**Problem requirements**
Your answer should be the records below, repeated exactly as they stand.

*** Opening Information ***

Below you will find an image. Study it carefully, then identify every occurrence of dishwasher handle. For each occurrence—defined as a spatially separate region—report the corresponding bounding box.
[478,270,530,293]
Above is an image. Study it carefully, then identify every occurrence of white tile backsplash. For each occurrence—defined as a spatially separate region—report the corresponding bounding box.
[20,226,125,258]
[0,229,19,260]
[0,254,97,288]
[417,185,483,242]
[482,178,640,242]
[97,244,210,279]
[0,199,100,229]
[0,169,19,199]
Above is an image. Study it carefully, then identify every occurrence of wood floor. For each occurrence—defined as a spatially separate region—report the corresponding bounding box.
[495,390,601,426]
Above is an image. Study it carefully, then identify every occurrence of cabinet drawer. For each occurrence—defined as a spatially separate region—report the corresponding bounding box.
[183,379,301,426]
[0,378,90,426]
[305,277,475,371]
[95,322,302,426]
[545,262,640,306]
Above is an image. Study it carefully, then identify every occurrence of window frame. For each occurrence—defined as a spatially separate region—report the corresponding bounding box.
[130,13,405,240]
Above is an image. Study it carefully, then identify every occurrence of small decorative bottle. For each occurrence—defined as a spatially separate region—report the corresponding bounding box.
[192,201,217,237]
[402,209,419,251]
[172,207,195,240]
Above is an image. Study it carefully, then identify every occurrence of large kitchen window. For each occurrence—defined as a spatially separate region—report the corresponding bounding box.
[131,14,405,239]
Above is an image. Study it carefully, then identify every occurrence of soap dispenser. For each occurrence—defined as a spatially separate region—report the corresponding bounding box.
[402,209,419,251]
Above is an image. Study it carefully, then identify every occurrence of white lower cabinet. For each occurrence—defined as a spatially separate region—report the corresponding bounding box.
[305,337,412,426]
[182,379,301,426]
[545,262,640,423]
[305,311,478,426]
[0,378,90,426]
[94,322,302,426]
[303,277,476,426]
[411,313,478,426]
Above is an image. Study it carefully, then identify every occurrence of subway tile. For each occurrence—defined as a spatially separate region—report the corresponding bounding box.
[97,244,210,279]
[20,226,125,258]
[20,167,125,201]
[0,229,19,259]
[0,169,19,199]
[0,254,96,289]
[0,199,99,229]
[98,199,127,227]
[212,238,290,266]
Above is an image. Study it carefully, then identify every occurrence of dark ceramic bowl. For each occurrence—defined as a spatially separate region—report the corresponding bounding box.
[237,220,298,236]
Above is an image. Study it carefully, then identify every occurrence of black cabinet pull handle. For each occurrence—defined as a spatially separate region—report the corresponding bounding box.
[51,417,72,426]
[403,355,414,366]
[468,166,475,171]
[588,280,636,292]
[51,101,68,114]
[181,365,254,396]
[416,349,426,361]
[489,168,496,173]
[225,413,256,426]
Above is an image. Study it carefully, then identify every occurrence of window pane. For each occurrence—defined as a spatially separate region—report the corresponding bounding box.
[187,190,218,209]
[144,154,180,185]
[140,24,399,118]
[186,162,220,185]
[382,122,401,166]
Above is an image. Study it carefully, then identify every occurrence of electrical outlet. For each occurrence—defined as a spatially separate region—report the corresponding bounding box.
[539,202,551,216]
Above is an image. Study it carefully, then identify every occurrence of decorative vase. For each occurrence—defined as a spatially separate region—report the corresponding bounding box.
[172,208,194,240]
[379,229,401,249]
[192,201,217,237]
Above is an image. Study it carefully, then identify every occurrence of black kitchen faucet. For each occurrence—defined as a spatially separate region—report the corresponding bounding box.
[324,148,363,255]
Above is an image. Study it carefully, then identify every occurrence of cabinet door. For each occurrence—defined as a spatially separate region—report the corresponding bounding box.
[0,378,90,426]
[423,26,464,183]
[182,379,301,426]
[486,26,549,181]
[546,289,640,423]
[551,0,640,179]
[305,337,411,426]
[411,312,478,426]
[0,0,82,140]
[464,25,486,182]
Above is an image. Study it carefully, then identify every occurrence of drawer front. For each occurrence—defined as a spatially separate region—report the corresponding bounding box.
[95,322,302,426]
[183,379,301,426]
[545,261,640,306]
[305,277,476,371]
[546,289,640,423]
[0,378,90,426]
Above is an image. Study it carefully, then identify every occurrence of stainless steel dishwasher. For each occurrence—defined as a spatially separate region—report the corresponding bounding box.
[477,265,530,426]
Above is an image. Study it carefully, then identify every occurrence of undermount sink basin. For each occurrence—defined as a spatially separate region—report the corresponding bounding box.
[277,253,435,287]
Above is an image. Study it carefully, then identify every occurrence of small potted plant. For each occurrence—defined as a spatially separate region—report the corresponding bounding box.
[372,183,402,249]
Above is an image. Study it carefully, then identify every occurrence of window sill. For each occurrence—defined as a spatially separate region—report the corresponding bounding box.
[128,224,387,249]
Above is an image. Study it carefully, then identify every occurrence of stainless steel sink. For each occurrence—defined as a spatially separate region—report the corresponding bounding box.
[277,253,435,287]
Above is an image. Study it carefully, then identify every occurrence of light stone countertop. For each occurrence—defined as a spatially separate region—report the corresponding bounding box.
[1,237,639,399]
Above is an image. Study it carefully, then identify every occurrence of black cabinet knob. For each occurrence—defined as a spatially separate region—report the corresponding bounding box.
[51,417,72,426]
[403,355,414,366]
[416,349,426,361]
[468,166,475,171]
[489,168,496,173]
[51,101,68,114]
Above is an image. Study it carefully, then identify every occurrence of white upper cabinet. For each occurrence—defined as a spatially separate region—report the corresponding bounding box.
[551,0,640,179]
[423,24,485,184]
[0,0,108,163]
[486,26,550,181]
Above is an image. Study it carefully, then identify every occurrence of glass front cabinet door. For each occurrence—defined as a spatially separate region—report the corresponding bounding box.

*** Closing Information ***

**Answer**
Below you will find an image. Study it carefully, then identify every occurrence of dishwasher handle. For each occurrence—defined as a spatially separate region—report the corresponding bounding box.
[478,270,530,293]
Above is an image. Study it carefully, then identify every occurrence of white tile backsplash. For each occurrence—defined as a spatially separate region—report the corresponding bounding box.
[20,226,125,258]
[0,229,19,260]
[0,254,97,288]
[417,185,483,242]
[482,178,640,242]
[97,244,210,279]
[0,199,100,229]
[0,169,19,199]
Above is an image. Study it carefully, then identify every occurrence of wood floor. For each occurrence—defined as a spatially separate region—report the corresponding bounding box.
[495,390,601,426]
Above is an image. Study it carefully, then identify every occurrence of cabinet drawer. For each occurrence—defined as a spatially separate region—report the corresponding bounding box.
[183,379,301,426]
[0,378,90,426]
[305,277,475,371]
[95,322,302,426]
[545,262,640,306]
Above is an image. Study it carefully, then identify every occurrence of window frame. For each occurrence—defined as a spatially separate region—report the corresponding bounding box.
[130,13,405,240]
Above is an image. Study it carefully, then identify every occurrence of small decorative bottle. For each occurrence—defined as a spatially separate region—report the corresponding bounding box.
[192,201,217,237]
[402,209,419,251]
[172,207,195,240]
Above is an image. Study it carefully, then identify every occurrence of large kitchen window. For each occurrence—defined as a spatially separate region—report the corresponding bounding box.
[131,14,405,239]
Above is an image. Study it carefully, then identify every occurrence of soap dispenser. For each occurrence—defined as a spatially separate region—report the corresponding bounding box.
[402,209,419,251]
Above is an image. Study it carefully, then identify every occurrence of white lower cabinet. For each occurrence—defined as a spatially separate region—report the corresponding bounding box.
[305,337,412,426]
[182,379,301,426]
[545,262,640,423]
[305,311,478,426]
[0,378,90,426]
[94,322,302,426]
[303,277,476,426]
[411,313,478,426]
Above is an image. Study it carefully, then identify every occurrence of subway tile. For each occurrence—defined as a spatially separate region—report the corresponding bounding box.
[97,244,210,279]
[20,226,125,258]
[20,167,125,201]
[0,229,19,259]
[0,169,19,199]
[0,254,96,289]
[0,199,99,229]
[98,199,127,227]
[212,238,290,266]
Above is an image. Study it carefully, then identify every occurrence of dark ceramic bowl. For each occurrence—defined as a spatially separate region—report the corresponding bounding box.
[237,220,298,236]
Above is an image. Study it carefully, then identify every occurrence of black cabinet pull handle. For each occurrence—defined as a spatially separate region—report the corresponding bounding box.
[51,417,72,426]
[403,355,414,366]
[468,166,475,171]
[588,280,636,292]
[51,101,68,114]
[181,365,254,396]
[416,349,426,361]
[489,168,496,173]
[225,413,256,426]
Above is an image. Study it carefully, then identify every occurrence of window pane. For each occurrence—defined as a spatially separate region—report the corresponding bounding box.
[187,190,218,209]
[144,154,180,185]
[140,24,399,118]
[186,162,220,185]
[382,122,401,166]
Above is an image. Study it carefully, then identify every occurrence of electrical outlet. For each occurrence—defined as a spatially separate region—report the corresponding bounding box.
[539,202,551,216]
Above is an image. Study it carefully, then identify every occurrence of decorative vase. For each occurrence—defined as a spatially separate region—report the corresponding bounding box.
[172,208,194,240]
[379,229,401,249]
[192,201,217,237]
Above is an image. Study it carefully, then identify every occurrence of black kitchen faucet. For each occurrence—defined as a spatially separate region—report the corresponding bounding box.
[324,148,363,255]
Above is an image. Study it carefully, then identify every occurrence of cabinet door. For each occurrence—defined as a spatially separate region—report the corresponding bounding box.
[0,378,90,426]
[423,26,464,183]
[182,379,301,426]
[486,26,549,181]
[546,289,640,423]
[551,0,640,179]
[305,337,411,426]
[411,312,478,426]
[0,0,82,140]
[464,25,486,182]
Above is an image. Study it carefully, then identify every occurrence of drawer front. For each occurrence—defined as a spatially separate region—report the corresponding bounding box.
[95,322,302,426]
[183,379,301,426]
[545,261,640,306]
[305,277,476,371]
[546,289,640,423]
[0,378,90,426]
Above is an image. Study it carefully, then identify every occurrence of stainless steel dishwasher. For each occurrence—defined as a spatially separate region—report the corresponding bounding box.
[477,265,530,426]
Above is an image. Study it carefully, then identify every occurrence of undermount sink basin. For each occurrence—defined as a spatially separate region—report the corresponding bounding box.
[277,253,435,287]
Above is an image. Study it carefully, then identify every occurrence of small potted plant. For each occurrence—defined as a spatially separate region—report the corresponding bounding box.
[372,183,402,249]
Above is an image. Study it carefully, then identify every occurrence of window sill. For each occurrence—defined as a spatially separate region—report the corresponding bounding box.
[128,224,387,249]
Above is an image. Study it carefully, then identify every occurrence of stainless steel sink. For each occurrence—defined as a spatially separate region—report the corresponding bounding box.
[277,253,435,287]
Above is an image. Study it carefully, then identify every occurrence of light stone countertop. For each occurrence—defined as a spatially separate region—report the corresponding bounding box.
[1,237,639,399]
Above is an image. Study it carefully, then identify every occurrence of black cabinet knob. For each occurrence—defined as a spatially separate region—report the corresponding bounding box.
[51,417,72,426]
[403,355,414,366]
[416,349,426,361]
[468,166,475,171]
[489,168,496,173]
[51,101,68,114]
Above is an image. Study it carefully, then identify every occurrence of white upper cabinet. For each occurrence—defined as a spatially separate region—report the corresponding bounding box.
[551,0,640,179]
[423,24,485,184]
[0,0,108,163]
[486,26,550,181]
Above is an image. Study it carefully, then identify every occurrence of glass front cabinet door. For each occurrence—defined as a spatially separate region—report the corresponding bounding box.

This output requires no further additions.